- _EXERCICE PROPOSÉ 1_:
Actualisez la transcription du comité sur tout ce qui va de "Le sénateur Massicotte" jusqu'à "chose de nouveau?", en remplaçant "racines" par "souches".
- _EXERCICE PROPOSÉ 2_:
Répondez à ces questions d'après la transcription du comité.
(a) Comment les « pertes réelles » sont-elles appelées dans la LOPC ?
(b) Qui pourra réclamer les dommages à l'environnement ?
(c) À quel organisme le sénateur Massicotte dit-il avoir posé la question sur les racines ?
- _EXERCICE PROPOSÉ 3_:
Poursuivez la transcription du comité après son dernier passage.

Comme je l'ai dit dans mon témoignage devant le comité permanent de la Chambre, je crois que le problème tient peut-être en partie au fait que ce libellé a été choisi parce que, dans le contexte de la Loi sur la sûreté et la sécurité en matière énergétique, il y a déjà des mentions ou une définition de « pertes réelles » — appellées « dommages réels » dans la LOPC, et l'idée était peut-être que les deux lois se compléteraient. Cependant, cette définition ne figure pas dans la Loi sur l'ONE. Elle n'a pas été reprise. Je pense qu'il serait beaucoup plus simple et beaucoup plus transparent de dire qu'il s'agit de dommages à l'environnement, et que ceux-ci incluent les valeurs d'usage et de non-usage, compte tenu surtout du fait, je crois, que, s'il y a une préoccupation quelconque, elle concerne peut-être l'idée que certains chefs de dommage puissent être comptés deux fois. Ma réponse à cela, c'est que les dommages à l'environnement seront limités aux gouvernements. Seuls les gouvernements pourront les réclamer. De toute façon, lorsqu'un propriétaire ou un particulier quelconque subit une perte, il s'agit de dommages distincts. Ce dont nous parlons, lorsqu'il est question de valeur d'usage et de valeur de non-usage récupérable par le gouvernement, ce sont de valeurs environnementales publiques que personne d'autre ne serait en mesure de réclamer de toute façon.

[Français]

Le sénateur Massicotte : Monsieur Caron, vous soulevez de très bons commentaires. Quant à votre souci au sujet des racines qui excèdent 30 centimètres, je ne pense pas que vous étiez présent, mais nous en avons demandé à l'Association canadienne des pipelines d'énergie la raison d'être, à savoir s'ils en avaient fait la demande. En ce qui concerne vos autres commentaires, au sujet de l'article 48.12, ils ne sont pas au courant de la demande; ils sont flexibles. Alors, pourquoi ce nouveau projet de loi, cette contrainte de 30 centimètres pour les racines? Est-ce quelque chose de nouveau?

M. Caron : Je vais demander à Isabelle de répondre.

- _LIGNES FOURNIES_:
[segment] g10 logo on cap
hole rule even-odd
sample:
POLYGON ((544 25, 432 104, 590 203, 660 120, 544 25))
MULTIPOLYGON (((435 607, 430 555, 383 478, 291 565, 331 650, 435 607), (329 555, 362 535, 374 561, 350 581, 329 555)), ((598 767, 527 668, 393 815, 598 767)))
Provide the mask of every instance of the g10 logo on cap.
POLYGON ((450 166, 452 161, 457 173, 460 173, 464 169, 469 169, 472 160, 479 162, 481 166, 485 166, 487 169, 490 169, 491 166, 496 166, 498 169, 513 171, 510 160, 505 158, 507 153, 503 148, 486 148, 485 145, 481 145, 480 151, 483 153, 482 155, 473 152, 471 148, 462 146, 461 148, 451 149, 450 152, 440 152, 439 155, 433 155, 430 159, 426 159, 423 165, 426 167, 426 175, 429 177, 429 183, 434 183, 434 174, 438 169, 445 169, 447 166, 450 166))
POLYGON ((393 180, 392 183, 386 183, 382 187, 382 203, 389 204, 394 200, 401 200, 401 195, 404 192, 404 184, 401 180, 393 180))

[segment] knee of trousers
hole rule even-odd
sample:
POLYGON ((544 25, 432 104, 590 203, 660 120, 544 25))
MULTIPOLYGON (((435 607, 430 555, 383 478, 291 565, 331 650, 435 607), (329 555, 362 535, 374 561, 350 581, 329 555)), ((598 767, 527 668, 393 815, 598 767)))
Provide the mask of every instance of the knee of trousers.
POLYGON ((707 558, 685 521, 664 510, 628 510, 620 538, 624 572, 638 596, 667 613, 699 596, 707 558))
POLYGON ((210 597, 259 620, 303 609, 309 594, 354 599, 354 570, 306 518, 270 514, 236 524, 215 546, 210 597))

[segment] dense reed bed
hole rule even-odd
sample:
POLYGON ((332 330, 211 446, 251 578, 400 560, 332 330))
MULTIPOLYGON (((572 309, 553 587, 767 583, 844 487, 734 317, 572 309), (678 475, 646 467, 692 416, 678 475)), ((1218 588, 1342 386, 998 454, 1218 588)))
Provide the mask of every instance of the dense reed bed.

- _RÉSULTAT OBTENU 1_:
Le sénateur Massicotte : Monsieur Caron, vous soulevez de très bons commentaires. Quant à votre souci au sujet des souches qui excèdent 30 centimètres, je ne pense pas que vous étiez présent, mais nous en avons demandé à l'Association canadienne des pipelines d'énergie la raison d'être, à savoir s'ils en avaient fait la demande. En ce qui concerne vos autres commentaires, au sujet de l'article 48.12, ils ne sont pas au courant de la demande; ils sont flexibles. Alors, pourquoi ce nouveau projet de loi, cette contrainte de 30 centimètres pour les souches? Est-ce quelque chose de nouveau?

- _RÉSULTAT OBTENU 2_:
(a) Des « dommages réels ».
(b) Seuls les gouvernements.
(c) À l'Association canadienne des pipelines d'énergie.

- _RÉSULTAT OBTENU 3_:
Isabelle Bouffard, coordonnatrice économie et commerce, Direction recherches et politiques agricoles, Union des producteurs agricoles : La question que vous posez, c'est à savoir pourquoi cela apparaît dans le nouveau projet de loi? On ne le sait pas. Je vous dirais que cela a été une surprise, parce que les 30 centimètres se rapportent aux travaux en général, et c'est quelque chose qui apparaissait dans la réglementation. Quant à l'exigence de 45 centimètres, je ne sais pas d'où elle vient, mais, à notre avis, elle est inutile. Sur une emprise de pipeline, on ne peut pas faire pousser n'importe quoi. On ne laisse pas pousser des arbres. La compagnie, dans ces documents juridiques, dans sa servitude, prévoit qu'il y a certaines utilisations et non-utilisations. Il ne peut pas y avoir de plantes envahissantes qui vont briser les pipelines.

Cela inquiète beaucoup les producteurs agricoles — principalement ceux qui font pousser du foin —, car il s'agit de plantes qu'ils ont toujours fait pousser au-dessus des pipelines. On ne comprend pas pourquoi ils introduisent cette exigence à ce stade-ci. Peut-être qu'ils ne comprenaient pas le système racinaire du foin ou de la luzerne. Voilà la réponse que je peux vous donner.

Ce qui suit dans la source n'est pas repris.